Recently scientists made several interesting discoveries about autism – particularly the ways in which new information can be found. The findings highlighted the difficulty of discovering contributors and root causes of the disorder. They also focused on the fact that changes are essential in overall population health to make headway in addressing autism. Here’s the latest news on an innovative study.
Measuring Chemicals in Baby Teeth
Mount Sinai Health System in New York reported on an innovative technique using baby teeth to measure toxic chemicals and exposure during fetal development. Manish Arora, Ph.D., BDS, MPH, and his researchers at the Institute for Exposomic Research at the Icahn School of Medicine at Mount Sinai discovered that zinc and copper exposures can be used to predict who may later develop autism. It’s a groundbreaking study, described by Mt. Sinai as follows:
“This is the first study in the world to generate a 90% accurate fetal and early childhood biomarker of ASD using a longitudinal analysis of distinct metabolic pathways, and to replicate it in four independent study populations. The results of this research could produce a new diagnostic approach for ASD early in life, before the disorder appears, and could catalyze new treatments and prevention strategies.”
Baby teeth that had been shed by growing children were used in the study. Described as much like the rings in a tree, teeth form a new layer every day during fetal and childhood development. As the teeth grow, an imprint of chemicals in the body is captured in each layer. This forms a chronological record of the body’s exposure to all chemicals throughout the years. Researchers were able to study this record in the teeth and reconstruct past exposures to chemicals. They were able to detect which chemicals were absorbed into the body and at what age.
Although the findings involve fetal exposure to chemicals, researchers are quick to point out that this is not in any way a condemnation of mothers. Rather, they say it is a statement about the environments in which we all live and the impossibility of avoiding chemicals altogether. The hope is that discoveries like these will lead to the development of a biomarker for autism that would detect the disease before signs and symptoms emerge. That would lead to the administration of treatments and therapies at a very early stage.
When the New York Times reported on this study they interviewed Craig Newschaffer, director of the A.J. Drexel Autism Institute at Drexel University, who said that the effects of any one exposure are likely to be of small magnitude for any one individual. The more important progress in reducing autism rates can be achieved on the population level as environmental risks are reduced and policies are changed to protect entire populations.
As an example, Dr. Newschaffer pointed to the link between exposure to air pollution and autism. According to the New York Times article, “Over 25 epidemiologic studies have found an association between prenatal and early postnatal air pollution exposure and autism. Women who have higher air pollution exposures may be living in neighborhoods where there are other exposures, he said, but still, there is an emerging body of evidence to support the association.”

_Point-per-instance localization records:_

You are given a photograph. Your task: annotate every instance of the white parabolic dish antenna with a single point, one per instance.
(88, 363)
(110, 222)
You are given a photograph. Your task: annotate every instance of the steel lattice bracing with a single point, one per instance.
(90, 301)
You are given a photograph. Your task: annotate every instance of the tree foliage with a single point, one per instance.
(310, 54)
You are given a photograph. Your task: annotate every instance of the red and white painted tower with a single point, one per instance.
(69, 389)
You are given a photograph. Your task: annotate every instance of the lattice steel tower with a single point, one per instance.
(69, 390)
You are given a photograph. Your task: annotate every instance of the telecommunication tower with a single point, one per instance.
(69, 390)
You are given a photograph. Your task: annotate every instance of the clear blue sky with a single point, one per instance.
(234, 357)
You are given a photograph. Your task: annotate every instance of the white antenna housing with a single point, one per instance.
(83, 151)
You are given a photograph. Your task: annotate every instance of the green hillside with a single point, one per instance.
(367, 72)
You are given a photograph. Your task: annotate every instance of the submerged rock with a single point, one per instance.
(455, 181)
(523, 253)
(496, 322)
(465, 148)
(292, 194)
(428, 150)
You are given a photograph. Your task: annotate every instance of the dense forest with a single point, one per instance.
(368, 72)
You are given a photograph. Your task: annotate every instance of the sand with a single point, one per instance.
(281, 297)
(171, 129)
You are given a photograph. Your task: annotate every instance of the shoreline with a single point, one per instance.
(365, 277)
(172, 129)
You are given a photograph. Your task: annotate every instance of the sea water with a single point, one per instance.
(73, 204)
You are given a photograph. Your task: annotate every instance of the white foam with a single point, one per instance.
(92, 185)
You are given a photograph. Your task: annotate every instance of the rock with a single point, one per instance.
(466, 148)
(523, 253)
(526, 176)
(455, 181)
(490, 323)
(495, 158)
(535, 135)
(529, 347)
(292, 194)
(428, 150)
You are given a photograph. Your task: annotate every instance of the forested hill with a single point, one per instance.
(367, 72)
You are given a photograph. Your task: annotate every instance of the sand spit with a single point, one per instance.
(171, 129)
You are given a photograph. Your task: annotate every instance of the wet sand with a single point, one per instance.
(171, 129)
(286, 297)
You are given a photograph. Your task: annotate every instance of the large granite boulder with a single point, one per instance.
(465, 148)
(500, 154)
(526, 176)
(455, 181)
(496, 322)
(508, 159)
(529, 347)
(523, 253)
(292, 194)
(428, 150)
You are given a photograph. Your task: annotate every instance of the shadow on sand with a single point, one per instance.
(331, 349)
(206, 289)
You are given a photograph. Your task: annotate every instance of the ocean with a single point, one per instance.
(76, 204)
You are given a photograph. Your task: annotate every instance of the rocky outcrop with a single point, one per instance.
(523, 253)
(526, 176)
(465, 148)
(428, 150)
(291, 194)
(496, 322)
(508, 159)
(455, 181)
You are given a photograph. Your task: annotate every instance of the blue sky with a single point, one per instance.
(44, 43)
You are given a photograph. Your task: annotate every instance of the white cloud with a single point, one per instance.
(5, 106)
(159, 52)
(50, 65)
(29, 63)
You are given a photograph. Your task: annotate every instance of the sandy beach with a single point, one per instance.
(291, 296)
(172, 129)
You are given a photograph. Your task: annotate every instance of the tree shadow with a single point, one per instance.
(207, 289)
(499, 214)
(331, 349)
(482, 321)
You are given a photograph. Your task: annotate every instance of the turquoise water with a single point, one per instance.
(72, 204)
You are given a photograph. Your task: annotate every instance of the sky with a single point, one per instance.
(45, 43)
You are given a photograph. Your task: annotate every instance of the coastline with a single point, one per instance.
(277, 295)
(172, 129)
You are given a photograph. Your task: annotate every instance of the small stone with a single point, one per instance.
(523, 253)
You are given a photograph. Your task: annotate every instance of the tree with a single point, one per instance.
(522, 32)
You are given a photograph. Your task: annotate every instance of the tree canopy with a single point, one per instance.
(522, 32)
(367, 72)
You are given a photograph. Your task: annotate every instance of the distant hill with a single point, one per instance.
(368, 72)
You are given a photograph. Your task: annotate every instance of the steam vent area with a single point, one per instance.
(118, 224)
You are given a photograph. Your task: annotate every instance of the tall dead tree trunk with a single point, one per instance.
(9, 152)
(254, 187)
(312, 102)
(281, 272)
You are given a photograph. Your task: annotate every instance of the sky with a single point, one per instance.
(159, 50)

_Activity A:_
Which medical or academic institutions does the article on autism and baby teeth name? List each one.
_Activity B:_
Translate this sentence from the article on autism and baby teeth into Spanish: "As the teeth grow, an imprint of chemicals in the body is captured in each layer."

_Exercise result A:_
- Mount Sinai Health System
- Institute for Exposomic Research
- Icahn School of Medicine at Mount Sinai
- A.J. Drexel Autism Institute
- Drexel University

_Exercise result B:_
A medida que crecen los dientes, en cada capa queda capturada una huella de las sustancias químicas presentes en el cuerpo.